• PROBLEM: From the rows below, copy out word for word the lines starting at the one that contains "For this exercise we mark the pink" and ending at the one that contains "Target: rose petal", with both of those lines included.

=-=-=-=-=

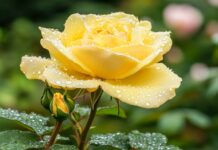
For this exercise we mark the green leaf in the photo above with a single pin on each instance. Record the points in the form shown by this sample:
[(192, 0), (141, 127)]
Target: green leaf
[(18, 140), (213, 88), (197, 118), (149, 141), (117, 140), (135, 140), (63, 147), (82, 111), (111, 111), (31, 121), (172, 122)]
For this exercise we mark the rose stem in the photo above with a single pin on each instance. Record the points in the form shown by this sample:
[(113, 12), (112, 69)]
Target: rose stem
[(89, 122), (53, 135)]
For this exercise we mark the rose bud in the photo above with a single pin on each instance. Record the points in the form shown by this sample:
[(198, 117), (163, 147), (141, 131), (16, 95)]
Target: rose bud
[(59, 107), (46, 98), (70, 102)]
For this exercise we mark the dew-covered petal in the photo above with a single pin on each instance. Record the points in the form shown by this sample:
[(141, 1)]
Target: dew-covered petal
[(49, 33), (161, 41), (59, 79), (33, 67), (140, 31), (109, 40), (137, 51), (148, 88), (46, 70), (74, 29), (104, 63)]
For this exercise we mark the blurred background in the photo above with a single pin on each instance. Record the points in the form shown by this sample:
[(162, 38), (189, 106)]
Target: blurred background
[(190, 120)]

=-=-=-=-=

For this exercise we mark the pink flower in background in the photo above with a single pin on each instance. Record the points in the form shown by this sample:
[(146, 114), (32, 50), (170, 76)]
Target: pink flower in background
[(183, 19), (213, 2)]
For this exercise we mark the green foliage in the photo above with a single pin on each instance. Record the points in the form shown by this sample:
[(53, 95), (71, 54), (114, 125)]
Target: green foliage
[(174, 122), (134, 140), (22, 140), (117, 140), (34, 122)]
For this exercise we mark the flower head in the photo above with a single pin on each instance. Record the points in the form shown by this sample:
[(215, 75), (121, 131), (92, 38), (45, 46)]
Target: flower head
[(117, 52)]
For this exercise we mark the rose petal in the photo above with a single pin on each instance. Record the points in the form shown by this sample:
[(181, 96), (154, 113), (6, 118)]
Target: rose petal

=-=-=-=-=

• TASK RESPONSE:
For this exercise we mark the pink flower in background in the photo above with a single pin on each instance. Record the points in the form shown by this sample:
[(146, 114), (32, 50), (170, 76)]
Target: pink flower in background
[(183, 19), (213, 2)]
For this exercise we mark the green foliage in the photo above with a single pin on each instance. Record the points in the form shown by this sample:
[(53, 95), (71, 54), (114, 125)]
Target: green foliage
[(174, 122), (134, 140), (22, 140), (117, 140), (34, 122)]
For this exercise we mark the flower head in the photo above with a single pin on each instance. Record the points in the form shown by this sample:
[(215, 75), (121, 131), (92, 38), (45, 46)]
Target: flower head
[(117, 52)]
For this exercise we mark the rose petal in the photo above with a single pin on each instance. Record the points in the form shown by this sample:
[(181, 96), (154, 113), (6, 118)]
Target: rose petal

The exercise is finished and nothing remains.